- [Exercise]: Each line in the entries below that holds the word "street" belongs in the answer.

----------------

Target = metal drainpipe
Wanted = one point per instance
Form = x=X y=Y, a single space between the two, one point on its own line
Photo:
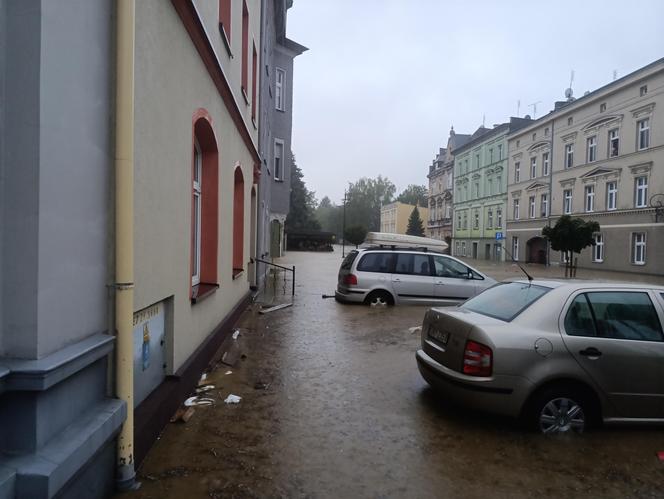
x=124 y=242
x=549 y=208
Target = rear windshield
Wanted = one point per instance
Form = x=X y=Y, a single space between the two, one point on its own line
x=348 y=261
x=505 y=301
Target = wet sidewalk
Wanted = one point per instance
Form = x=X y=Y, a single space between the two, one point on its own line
x=332 y=405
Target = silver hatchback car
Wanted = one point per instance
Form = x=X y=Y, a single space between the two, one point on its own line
x=383 y=276
x=562 y=355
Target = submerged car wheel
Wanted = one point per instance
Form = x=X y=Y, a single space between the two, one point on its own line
x=379 y=299
x=561 y=411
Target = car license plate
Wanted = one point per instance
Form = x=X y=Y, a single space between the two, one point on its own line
x=439 y=336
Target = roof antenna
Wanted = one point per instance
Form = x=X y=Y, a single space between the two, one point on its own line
x=530 y=278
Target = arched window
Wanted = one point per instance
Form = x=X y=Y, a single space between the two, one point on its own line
x=204 y=206
x=238 y=223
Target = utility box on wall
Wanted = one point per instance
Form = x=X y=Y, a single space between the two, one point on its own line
x=149 y=350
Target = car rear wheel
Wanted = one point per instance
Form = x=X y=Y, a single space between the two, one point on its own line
x=379 y=299
x=561 y=410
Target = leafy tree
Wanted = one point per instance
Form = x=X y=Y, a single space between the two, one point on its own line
x=364 y=199
x=355 y=234
x=571 y=235
x=415 y=226
x=302 y=204
x=415 y=195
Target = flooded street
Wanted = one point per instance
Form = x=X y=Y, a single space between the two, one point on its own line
x=333 y=406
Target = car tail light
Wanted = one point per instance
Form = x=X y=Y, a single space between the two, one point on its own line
x=477 y=359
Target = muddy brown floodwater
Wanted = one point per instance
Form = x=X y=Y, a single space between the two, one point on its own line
x=333 y=406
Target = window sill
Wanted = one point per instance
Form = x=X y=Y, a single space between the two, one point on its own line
x=227 y=42
x=202 y=291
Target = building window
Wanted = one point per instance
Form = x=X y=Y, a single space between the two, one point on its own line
x=640 y=192
x=196 y=222
x=245 y=49
x=515 y=204
x=280 y=80
x=238 y=223
x=515 y=248
x=517 y=171
x=567 y=201
x=590 y=198
x=544 y=205
x=591 y=148
x=204 y=204
x=278 y=159
x=639 y=248
x=644 y=134
x=569 y=155
x=254 y=80
x=598 y=248
x=611 y=195
x=614 y=143
x=225 y=20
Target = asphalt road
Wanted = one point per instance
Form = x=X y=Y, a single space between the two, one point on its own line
x=333 y=406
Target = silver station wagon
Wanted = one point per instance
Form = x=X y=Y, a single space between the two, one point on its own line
x=383 y=276
x=561 y=354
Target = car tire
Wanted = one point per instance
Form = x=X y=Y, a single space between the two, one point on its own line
x=561 y=410
x=379 y=299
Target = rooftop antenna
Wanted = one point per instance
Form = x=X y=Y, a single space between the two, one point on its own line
x=534 y=106
x=569 y=93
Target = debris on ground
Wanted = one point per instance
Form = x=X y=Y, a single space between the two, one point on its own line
x=204 y=388
x=198 y=401
x=232 y=399
x=276 y=307
x=183 y=415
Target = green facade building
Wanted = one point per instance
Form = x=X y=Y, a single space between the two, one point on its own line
x=480 y=192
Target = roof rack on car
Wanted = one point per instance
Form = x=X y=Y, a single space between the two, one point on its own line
x=402 y=241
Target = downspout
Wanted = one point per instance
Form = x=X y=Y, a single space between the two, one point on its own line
x=550 y=207
x=124 y=242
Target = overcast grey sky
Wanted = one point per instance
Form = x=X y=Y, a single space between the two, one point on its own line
x=384 y=80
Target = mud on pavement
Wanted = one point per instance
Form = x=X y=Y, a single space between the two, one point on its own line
x=332 y=405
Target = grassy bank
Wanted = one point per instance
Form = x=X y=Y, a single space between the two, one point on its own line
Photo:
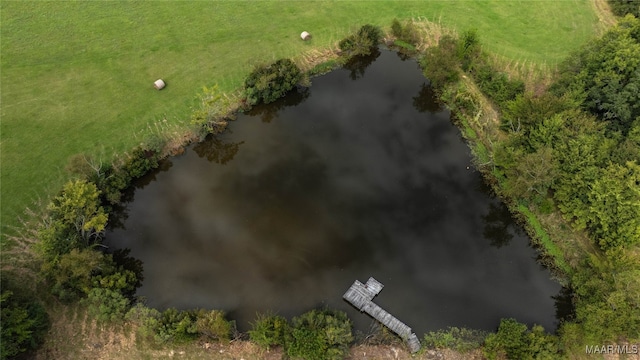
x=76 y=77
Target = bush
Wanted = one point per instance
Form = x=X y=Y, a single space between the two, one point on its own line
x=269 y=330
x=623 y=7
x=76 y=220
x=70 y=276
x=118 y=177
x=440 y=63
x=362 y=42
x=458 y=339
x=514 y=341
x=212 y=324
x=107 y=304
x=396 y=28
x=468 y=48
x=319 y=335
x=269 y=83
x=496 y=85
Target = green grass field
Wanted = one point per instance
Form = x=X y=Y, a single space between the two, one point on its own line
x=76 y=77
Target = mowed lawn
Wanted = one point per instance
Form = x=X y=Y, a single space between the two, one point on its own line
x=76 y=77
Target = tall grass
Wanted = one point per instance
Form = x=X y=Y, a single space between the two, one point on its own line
x=77 y=76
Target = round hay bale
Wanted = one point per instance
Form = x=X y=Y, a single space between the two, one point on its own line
x=159 y=84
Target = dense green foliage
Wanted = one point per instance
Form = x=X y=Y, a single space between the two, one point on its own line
x=76 y=220
x=606 y=73
x=90 y=82
x=572 y=150
x=269 y=330
x=176 y=326
x=268 y=83
x=319 y=335
x=577 y=148
x=458 y=339
x=361 y=42
x=624 y=7
x=440 y=64
x=516 y=341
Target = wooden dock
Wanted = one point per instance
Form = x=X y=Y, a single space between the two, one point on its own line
x=361 y=295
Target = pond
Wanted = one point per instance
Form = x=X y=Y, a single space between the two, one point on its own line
x=361 y=175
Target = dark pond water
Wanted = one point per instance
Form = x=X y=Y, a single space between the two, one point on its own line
x=362 y=175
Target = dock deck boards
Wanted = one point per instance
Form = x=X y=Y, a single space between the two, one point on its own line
x=361 y=295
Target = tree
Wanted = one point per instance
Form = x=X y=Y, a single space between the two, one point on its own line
x=71 y=274
x=212 y=324
x=533 y=175
x=624 y=7
x=269 y=330
x=76 y=220
x=268 y=83
x=106 y=304
x=514 y=340
x=614 y=211
x=440 y=63
x=607 y=72
x=362 y=42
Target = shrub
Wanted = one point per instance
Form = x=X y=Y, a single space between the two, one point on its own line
x=623 y=7
x=212 y=324
x=440 y=64
x=459 y=339
x=468 y=48
x=70 y=276
x=107 y=304
x=76 y=220
x=269 y=83
x=362 y=42
x=514 y=341
x=496 y=85
x=319 y=335
x=175 y=326
x=269 y=330
x=396 y=28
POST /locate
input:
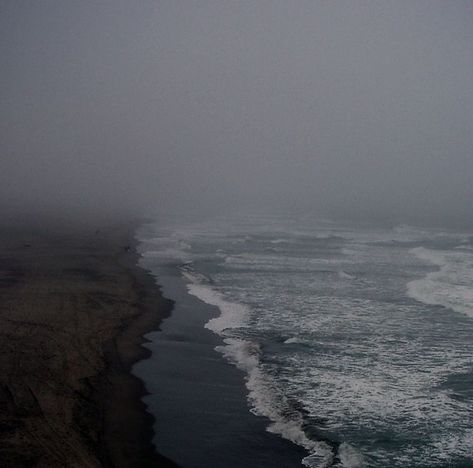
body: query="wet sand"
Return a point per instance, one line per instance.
(73, 309)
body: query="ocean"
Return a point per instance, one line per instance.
(353, 342)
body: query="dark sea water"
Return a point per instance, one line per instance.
(354, 343)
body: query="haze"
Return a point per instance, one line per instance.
(359, 109)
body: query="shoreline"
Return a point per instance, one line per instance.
(74, 306)
(195, 390)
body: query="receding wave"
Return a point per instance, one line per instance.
(451, 285)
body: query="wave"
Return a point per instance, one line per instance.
(264, 398)
(450, 286)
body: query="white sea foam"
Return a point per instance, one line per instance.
(350, 457)
(232, 315)
(451, 286)
(262, 395)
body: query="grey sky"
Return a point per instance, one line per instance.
(355, 108)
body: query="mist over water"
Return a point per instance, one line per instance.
(355, 341)
(357, 110)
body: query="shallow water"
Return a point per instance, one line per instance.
(355, 341)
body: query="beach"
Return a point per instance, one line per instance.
(73, 309)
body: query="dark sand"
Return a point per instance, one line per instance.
(73, 309)
(201, 396)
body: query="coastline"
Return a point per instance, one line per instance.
(74, 306)
(196, 391)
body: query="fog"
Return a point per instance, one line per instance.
(360, 109)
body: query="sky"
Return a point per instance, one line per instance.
(355, 109)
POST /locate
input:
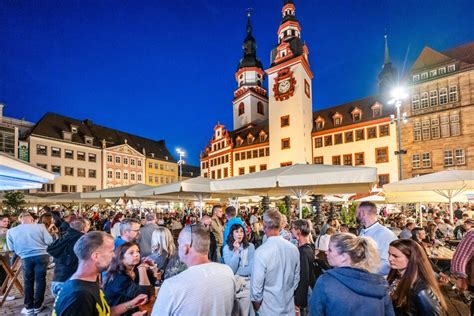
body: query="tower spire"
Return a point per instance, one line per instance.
(387, 54)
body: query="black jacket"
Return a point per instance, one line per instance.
(422, 302)
(62, 250)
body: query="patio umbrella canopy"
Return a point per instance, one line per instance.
(301, 180)
(446, 186)
(128, 191)
(16, 174)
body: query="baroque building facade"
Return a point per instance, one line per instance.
(279, 128)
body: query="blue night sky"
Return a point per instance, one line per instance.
(165, 69)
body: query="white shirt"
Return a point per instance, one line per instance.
(206, 289)
(275, 277)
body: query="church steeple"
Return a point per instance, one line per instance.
(388, 76)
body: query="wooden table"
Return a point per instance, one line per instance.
(440, 253)
(12, 275)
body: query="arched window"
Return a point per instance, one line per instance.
(241, 108)
(260, 108)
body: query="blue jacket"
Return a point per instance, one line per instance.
(350, 291)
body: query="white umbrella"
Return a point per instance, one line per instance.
(16, 174)
(301, 180)
(445, 186)
(127, 191)
(195, 189)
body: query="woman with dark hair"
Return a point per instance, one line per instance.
(239, 254)
(413, 286)
(352, 287)
(127, 277)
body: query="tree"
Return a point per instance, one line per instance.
(13, 200)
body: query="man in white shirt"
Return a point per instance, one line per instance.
(367, 215)
(205, 288)
(276, 271)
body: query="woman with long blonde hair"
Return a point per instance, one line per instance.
(164, 254)
(351, 287)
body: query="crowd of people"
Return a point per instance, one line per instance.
(238, 263)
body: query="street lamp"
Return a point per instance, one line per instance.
(181, 162)
(399, 94)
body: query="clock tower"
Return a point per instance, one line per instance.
(250, 98)
(290, 102)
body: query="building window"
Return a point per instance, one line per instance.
(426, 160)
(382, 180)
(425, 129)
(41, 150)
(56, 169)
(69, 171)
(328, 140)
(371, 132)
(448, 158)
(417, 131)
(55, 152)
(384, 130)
(415, 160)
(260, 109)
(381, 154)
(415, 102)
(241, 108)
(349, 137)
(424, 100)
(319, 160)
(443, 96)
(285, 143)
(435, 130)
(347, 160)
(69, 154)
(460, 157)
(453, 94)
(455, 124)
(92, 158)
(434, 98)
(445, 130)
(81, 172)
(360, 135)
(359, 159)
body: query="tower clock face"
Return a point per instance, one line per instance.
(284, 86)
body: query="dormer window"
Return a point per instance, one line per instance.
(356, 115)
(89, 140)
(319, 123)
(337, 119)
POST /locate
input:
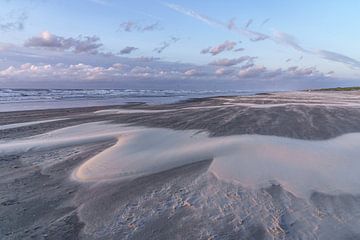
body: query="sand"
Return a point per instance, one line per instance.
(280, 166)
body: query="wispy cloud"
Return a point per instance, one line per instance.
(127, 50)
(278, 37)
(132, 26)
(225, 62)
(288, 40)
(337, 57)
(13, 21)
(248, 23)
(193, 14)
(81, 44)
(264, 22)
(165, 44)
(225, 46)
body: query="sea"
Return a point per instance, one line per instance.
(32, 99)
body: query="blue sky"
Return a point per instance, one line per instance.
(255, 41)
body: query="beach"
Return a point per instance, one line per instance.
(265, 166)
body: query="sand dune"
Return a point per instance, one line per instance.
(253, 161)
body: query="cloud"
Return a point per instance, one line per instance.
(165, 44)
(248, 23)
(226, 46)
(127, 50)
(225, 62)
(264, 22)
(13, 21)
(81, 44)
(239, 49)
(191, 72)
(288, 40)
(101, 2)
(131, 26)
(337, 57)
(282, 38)
(193, 14)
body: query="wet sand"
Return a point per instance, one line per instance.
(43, 195)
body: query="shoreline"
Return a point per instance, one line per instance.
(201, 166)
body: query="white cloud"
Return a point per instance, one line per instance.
(81, 44)
(225, 62)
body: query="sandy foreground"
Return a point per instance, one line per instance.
(270, 166)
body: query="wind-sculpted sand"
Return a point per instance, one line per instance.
(285, 166)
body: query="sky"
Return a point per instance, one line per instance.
(248, 44)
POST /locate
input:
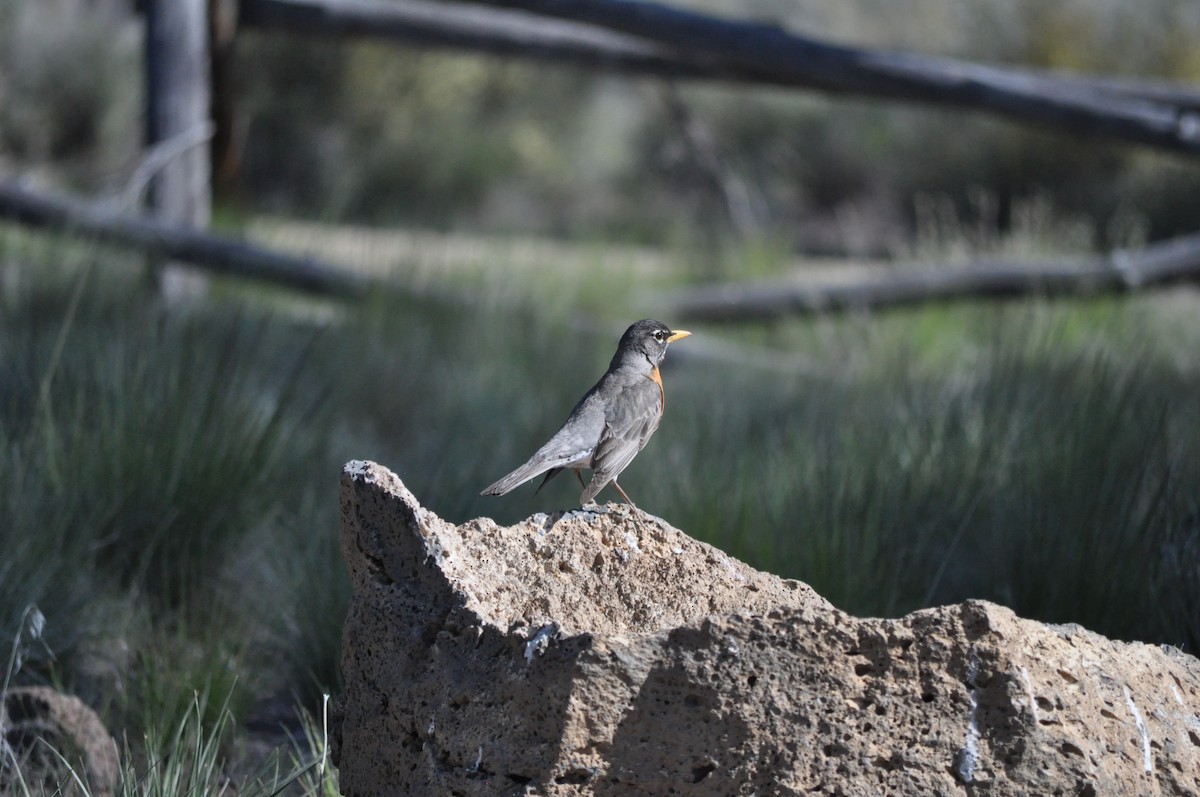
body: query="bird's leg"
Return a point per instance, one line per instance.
(624, 496)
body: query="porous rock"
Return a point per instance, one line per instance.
(609, 653)
(53, 739)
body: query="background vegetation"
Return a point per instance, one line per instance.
(169, 473)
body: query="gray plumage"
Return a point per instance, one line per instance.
(611, 423)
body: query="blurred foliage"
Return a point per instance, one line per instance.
(393, 135)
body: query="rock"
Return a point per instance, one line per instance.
(39, 726)
(610, 653)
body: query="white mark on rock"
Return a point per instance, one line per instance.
(969, 756)
(358, 469)
(1029, 688)
(1147, 762)
(733, 571)
(540, 641)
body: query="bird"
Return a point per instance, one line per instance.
(611, 423)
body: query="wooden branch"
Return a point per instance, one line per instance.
(177, 70)
(205, 251)
(1159, 264)
(459, 27)
(771, 54)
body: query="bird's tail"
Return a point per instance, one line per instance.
(508, 484)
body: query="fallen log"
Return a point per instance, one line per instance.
(203, 250)
(1169, 262)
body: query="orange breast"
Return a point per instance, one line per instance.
(658, 379)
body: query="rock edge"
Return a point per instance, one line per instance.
(589, 653)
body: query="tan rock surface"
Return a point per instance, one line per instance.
(612, 654)
(54, 738)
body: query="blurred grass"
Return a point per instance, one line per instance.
(171, 474)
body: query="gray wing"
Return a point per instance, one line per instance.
(573, 445)
(627, 430)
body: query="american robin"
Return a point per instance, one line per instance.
(612, 421)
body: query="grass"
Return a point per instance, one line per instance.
(171, 474)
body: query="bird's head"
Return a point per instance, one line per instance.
(649, 337)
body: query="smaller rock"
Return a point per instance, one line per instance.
(39, 725)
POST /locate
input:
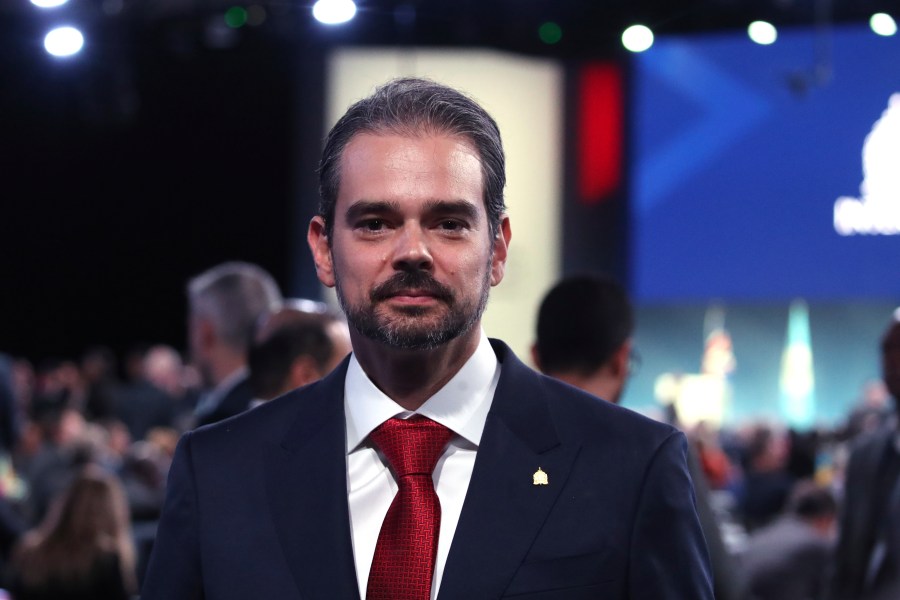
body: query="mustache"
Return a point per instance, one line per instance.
(411, 280)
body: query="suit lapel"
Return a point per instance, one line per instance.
(306, 478)
(504, 510)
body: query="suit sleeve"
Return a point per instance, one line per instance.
(174, 569)
(668, 559)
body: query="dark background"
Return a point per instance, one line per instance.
(172, 142)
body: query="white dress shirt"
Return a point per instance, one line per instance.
(461, 405)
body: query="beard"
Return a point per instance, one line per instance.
(412, 329)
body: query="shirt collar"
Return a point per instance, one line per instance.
(461, 405)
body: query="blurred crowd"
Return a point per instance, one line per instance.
(86, 444)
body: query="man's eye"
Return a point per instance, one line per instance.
(450, 225)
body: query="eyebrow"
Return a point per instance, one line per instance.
(440, 207)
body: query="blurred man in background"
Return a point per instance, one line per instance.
(295, 346)
(867, 561)
(225, 304)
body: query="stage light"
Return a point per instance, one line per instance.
(883, 24)
(637, 38)
(48, 3)
(334, 12)
(762, 33)
(63, 41)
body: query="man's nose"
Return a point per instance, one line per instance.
(412, 251)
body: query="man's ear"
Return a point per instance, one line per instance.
(501, 249)
(535, 358)
(621, 359)
(320, 246)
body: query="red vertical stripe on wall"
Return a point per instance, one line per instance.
(600, 131)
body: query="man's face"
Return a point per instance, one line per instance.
(411, 253)
(890, 360)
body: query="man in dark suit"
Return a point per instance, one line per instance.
(788, 558)
(226, 304)
(867, 560)
(538, 491)
(585, 327)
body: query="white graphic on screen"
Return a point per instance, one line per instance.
(877, 210)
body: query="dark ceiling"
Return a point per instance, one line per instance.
(588, 27)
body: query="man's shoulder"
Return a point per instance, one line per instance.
(573, 410)
(272, 420)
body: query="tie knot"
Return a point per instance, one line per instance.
(413, 445)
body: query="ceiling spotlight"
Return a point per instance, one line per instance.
(63, 41)
(883, 24)
(762, 32)
(48, 3)
(637, 38)
(334, 12)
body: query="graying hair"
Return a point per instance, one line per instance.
(234, 296)
(412, 107)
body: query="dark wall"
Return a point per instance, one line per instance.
(129, 169)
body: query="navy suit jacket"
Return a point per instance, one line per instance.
(257, 504)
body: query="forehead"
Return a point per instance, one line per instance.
(377, 164)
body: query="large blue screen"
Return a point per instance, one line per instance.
(740, 154)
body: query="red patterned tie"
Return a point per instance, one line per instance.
(407, 544)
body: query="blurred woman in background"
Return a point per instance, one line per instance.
(82, 549)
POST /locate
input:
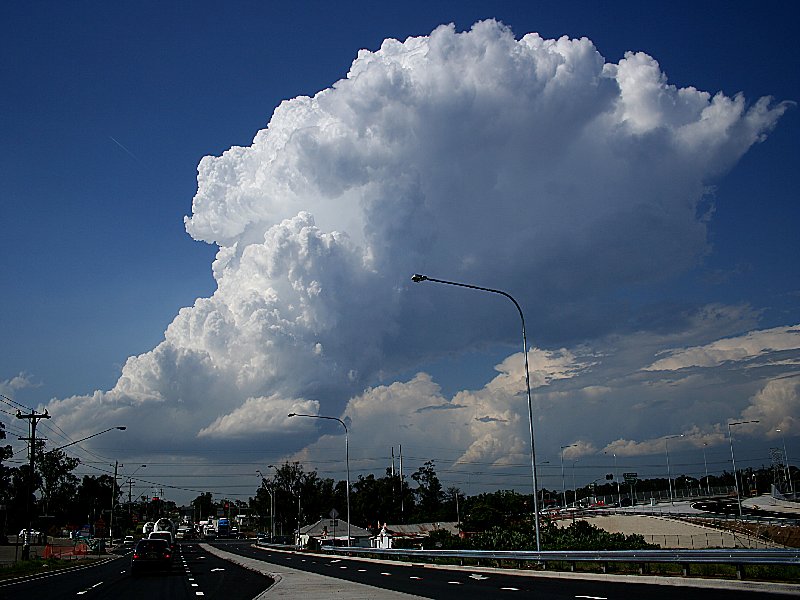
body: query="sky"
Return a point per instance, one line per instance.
(212, 215)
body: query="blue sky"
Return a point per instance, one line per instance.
(108, 109)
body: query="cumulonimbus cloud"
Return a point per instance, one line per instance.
(528, 163)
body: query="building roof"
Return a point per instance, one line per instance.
(318, 529)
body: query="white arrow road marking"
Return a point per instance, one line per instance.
(90, 588)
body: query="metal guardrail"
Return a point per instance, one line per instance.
(737, 558)
(732, 556)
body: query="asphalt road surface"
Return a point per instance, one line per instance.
(427, 582)
(194, 574)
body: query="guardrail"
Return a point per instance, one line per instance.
(735, 557)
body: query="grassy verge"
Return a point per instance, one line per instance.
(35, 566)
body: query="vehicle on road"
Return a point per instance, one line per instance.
(151, 555)
(163, 535)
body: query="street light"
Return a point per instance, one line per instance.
(121, 428)
(619, 493)
(669, 475)
(574, 487)
(563, 484)
(271, 503)
(347, 461)
(130, 487)
(786, 466)
(733, 460)
(417, 278)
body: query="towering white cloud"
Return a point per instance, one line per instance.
(525, 164)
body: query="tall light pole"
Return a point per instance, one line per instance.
(669, 475)
(563, 484)
(130, 487)
(274, 504)
(786, 460)
(347, 460)
(733, 460)
(619, 493)
(271, 503)
(574, 487)
(417, 278)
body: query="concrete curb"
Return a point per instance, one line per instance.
(294, 583)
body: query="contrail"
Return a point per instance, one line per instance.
(128, 152)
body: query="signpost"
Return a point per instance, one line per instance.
(631, 479)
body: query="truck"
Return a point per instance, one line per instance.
(223, 527)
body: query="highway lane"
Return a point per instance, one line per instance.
(446, 584)
(194, 574)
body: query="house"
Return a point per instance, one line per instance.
(333, 532)
(414, 533)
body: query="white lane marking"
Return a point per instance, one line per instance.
(87, 590)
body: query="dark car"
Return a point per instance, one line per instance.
(151, 555)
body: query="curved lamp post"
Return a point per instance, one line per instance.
(563, 484)
(733, 460)
(347, 461)
(786, 465)
(669, 475)
(417, 278)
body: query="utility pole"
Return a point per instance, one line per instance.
(33, 419)
(113, 498)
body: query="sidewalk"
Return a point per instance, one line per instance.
(292, 583)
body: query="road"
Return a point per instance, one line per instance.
(194, 574)
(447, 584)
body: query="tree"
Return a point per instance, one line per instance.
(429, 493)
(58, 483)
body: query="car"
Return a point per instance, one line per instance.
(36, 536)
(152, 554)
(163, 535)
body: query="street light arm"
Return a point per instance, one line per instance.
(319, 417)
(121, 428)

----------------

- [Answer section]:
Target = flooded street
body: query="street lamp"
body: query="street light"
body: query="street light arm"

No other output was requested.